begin Supplied material

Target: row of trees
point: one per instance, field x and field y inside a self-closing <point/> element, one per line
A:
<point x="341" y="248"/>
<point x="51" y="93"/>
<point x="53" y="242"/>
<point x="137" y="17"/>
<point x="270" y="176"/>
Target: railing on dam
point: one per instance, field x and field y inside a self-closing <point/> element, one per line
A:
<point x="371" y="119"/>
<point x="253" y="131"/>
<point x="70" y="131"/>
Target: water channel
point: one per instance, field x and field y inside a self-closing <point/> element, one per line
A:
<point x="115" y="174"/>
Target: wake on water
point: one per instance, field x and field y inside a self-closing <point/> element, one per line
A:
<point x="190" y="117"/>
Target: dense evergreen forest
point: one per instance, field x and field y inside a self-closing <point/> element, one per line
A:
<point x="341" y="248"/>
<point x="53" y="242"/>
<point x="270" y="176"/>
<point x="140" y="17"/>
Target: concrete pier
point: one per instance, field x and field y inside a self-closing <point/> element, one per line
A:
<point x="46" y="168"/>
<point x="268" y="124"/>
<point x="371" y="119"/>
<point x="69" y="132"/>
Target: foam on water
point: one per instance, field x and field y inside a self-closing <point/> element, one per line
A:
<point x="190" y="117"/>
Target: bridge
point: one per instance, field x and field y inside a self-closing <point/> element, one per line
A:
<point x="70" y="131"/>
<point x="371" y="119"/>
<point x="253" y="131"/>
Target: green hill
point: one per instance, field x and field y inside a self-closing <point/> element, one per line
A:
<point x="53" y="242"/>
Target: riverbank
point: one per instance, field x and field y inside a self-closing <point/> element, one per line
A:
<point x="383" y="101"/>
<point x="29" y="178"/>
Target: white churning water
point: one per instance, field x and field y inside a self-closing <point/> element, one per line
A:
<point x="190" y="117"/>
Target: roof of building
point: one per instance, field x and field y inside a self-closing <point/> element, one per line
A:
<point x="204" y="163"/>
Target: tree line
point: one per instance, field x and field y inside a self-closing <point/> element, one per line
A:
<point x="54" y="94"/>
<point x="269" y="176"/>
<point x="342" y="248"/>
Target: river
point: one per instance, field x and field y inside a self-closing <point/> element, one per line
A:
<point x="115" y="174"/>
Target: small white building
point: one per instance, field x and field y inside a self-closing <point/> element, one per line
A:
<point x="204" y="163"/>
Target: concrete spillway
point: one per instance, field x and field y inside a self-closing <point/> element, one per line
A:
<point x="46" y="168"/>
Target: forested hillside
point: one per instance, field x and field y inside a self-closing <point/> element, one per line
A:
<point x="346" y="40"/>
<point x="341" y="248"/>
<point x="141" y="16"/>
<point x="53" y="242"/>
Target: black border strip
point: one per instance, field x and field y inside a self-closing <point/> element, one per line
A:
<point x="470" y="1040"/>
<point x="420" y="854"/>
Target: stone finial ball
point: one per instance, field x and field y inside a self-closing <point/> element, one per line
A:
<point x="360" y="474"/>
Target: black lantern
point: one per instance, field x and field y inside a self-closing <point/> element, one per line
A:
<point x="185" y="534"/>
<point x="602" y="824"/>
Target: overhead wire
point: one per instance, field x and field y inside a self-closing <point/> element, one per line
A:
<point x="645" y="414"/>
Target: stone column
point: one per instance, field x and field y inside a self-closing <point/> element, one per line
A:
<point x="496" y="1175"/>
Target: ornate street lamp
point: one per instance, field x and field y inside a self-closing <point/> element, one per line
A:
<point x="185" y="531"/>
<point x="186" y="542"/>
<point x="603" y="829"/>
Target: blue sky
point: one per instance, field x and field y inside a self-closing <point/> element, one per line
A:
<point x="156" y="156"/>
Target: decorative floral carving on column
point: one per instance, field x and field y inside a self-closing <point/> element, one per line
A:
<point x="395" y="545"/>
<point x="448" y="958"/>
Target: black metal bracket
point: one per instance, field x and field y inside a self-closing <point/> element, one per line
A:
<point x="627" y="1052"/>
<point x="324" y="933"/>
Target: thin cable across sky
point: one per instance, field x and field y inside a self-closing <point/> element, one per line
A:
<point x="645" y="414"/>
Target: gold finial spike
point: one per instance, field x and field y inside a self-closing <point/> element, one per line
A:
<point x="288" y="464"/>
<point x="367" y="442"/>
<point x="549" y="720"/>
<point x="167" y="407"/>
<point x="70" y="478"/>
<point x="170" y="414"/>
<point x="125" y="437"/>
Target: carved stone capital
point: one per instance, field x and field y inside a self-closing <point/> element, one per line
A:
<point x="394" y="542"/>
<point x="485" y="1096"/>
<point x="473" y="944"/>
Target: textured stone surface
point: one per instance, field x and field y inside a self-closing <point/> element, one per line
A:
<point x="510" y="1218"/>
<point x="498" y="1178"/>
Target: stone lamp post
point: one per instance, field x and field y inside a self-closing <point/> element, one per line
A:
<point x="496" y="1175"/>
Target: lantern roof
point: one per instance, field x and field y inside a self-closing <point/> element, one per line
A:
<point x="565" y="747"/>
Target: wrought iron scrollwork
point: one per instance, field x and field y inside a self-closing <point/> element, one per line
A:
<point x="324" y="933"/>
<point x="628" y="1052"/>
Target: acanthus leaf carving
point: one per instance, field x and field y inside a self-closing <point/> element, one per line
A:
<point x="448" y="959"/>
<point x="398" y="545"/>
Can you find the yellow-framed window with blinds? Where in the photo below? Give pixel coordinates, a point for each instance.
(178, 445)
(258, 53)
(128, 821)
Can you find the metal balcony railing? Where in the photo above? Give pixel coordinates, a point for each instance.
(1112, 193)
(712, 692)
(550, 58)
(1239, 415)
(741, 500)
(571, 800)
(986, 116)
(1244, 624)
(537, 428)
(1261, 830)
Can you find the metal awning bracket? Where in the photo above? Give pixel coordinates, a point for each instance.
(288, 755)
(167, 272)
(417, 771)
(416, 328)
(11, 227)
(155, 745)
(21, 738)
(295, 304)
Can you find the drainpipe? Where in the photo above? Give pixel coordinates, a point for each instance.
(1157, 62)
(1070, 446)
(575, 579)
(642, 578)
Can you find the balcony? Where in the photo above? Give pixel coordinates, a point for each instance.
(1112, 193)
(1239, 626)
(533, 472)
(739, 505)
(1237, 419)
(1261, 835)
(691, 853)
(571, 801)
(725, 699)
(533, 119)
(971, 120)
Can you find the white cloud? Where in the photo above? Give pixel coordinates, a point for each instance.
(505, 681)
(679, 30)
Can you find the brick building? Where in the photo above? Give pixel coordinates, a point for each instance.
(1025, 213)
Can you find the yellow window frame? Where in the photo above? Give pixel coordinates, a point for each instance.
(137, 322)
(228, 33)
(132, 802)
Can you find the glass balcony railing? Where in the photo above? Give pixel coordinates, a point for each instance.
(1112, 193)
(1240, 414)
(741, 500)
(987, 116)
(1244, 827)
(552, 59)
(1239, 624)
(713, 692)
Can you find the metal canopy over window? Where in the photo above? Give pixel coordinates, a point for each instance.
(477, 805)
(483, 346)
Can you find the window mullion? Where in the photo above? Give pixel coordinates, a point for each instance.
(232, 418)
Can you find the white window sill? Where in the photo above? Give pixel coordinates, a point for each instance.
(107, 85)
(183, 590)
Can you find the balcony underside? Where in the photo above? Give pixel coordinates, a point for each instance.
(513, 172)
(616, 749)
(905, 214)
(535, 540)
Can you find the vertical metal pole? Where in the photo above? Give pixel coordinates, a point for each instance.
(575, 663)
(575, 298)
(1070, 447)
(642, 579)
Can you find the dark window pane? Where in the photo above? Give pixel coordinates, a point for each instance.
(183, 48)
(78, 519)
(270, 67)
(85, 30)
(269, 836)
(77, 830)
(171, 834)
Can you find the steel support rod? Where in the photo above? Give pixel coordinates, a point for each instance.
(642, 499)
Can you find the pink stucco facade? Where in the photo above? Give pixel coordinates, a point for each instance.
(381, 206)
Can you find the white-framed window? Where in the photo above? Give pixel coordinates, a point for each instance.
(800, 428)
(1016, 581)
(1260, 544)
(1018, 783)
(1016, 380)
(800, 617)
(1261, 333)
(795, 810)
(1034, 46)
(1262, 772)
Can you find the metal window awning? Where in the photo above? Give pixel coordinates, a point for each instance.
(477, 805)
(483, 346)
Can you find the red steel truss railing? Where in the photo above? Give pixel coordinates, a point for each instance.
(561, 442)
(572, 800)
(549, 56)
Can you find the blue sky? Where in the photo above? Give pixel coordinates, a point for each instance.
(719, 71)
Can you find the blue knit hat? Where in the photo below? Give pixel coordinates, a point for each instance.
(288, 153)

end Supplied material

Objective: Copy out again, without any change, the rows above, from the line containing "Can you find the white-framed" through the end of the rows.

Exercise result:
Can you find the white-framed window? Where in the photo above? Give pixel coordinates, a point for each instance.
(800, 428)
(1016, 581)
(1260, 544)
(1018, 783)
(1016, 380)
(800, 617)
(1261, 333)
(795, 810)
(1034, 46)
(1262, 772)
Can you find the metal window awning? Where in the photo above? Give pixel coordinates, a point for each instance.
(477, 805)
(483, 346)
Can you find the red steel truss railing? Where in the photo above? Give pixel coordinates, a point for each instance.
(561, 442)
(572, 800)
(549, 56)
Can you find the blue sky? Where in the photo above? Give pixel coordinates, a point for each instance.
(719, 71)
Can you find the blue knit hat? Where in the photo below? Give pixel coordinates, a point for each instance.
(288, 153)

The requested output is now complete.